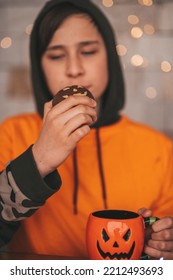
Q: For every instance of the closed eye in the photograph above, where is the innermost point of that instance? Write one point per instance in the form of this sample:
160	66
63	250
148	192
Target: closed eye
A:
89	52
54	57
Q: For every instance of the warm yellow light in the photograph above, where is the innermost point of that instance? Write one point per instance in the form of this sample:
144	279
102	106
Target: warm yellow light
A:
108	3
166	66
6	42
137	60
121	50
146	2
28	29
149	29
136	32
151	92
132	19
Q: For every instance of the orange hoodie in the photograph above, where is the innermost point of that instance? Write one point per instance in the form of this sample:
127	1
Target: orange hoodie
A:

- - -

Rewrite every line of the entries above, including the requests, but leave out the pictures. Multiply each point coordinate in the answers by 1.45 and round it to a whole number, with halves rounded up, while keeping the requests and their sample points unchanged.

Q: For every instance of the closed eye in the photograph above, where is the innermost point of that instance? Write one point per instance in the form of this sample:
160	66
63	250
148	192
Target: closed eye
A:
129	75
78	83
Q: For every instance of the warm yellow light in the photograph above, where is the innermost point of that instance? Write one point per instance in the form of this sample:
144	279
102	106
Target: warm yellow light
A:
157	4
241	96
9	61
199	87
175	73
212	3
41	42
216	42
197	46
219	133
191	28
Q: For every instance of the orange hoodie in the photograph above, where is the innermost point of that instance? Write one point per instance in the form of this sample:
127	1
Target: orange hoodie
A:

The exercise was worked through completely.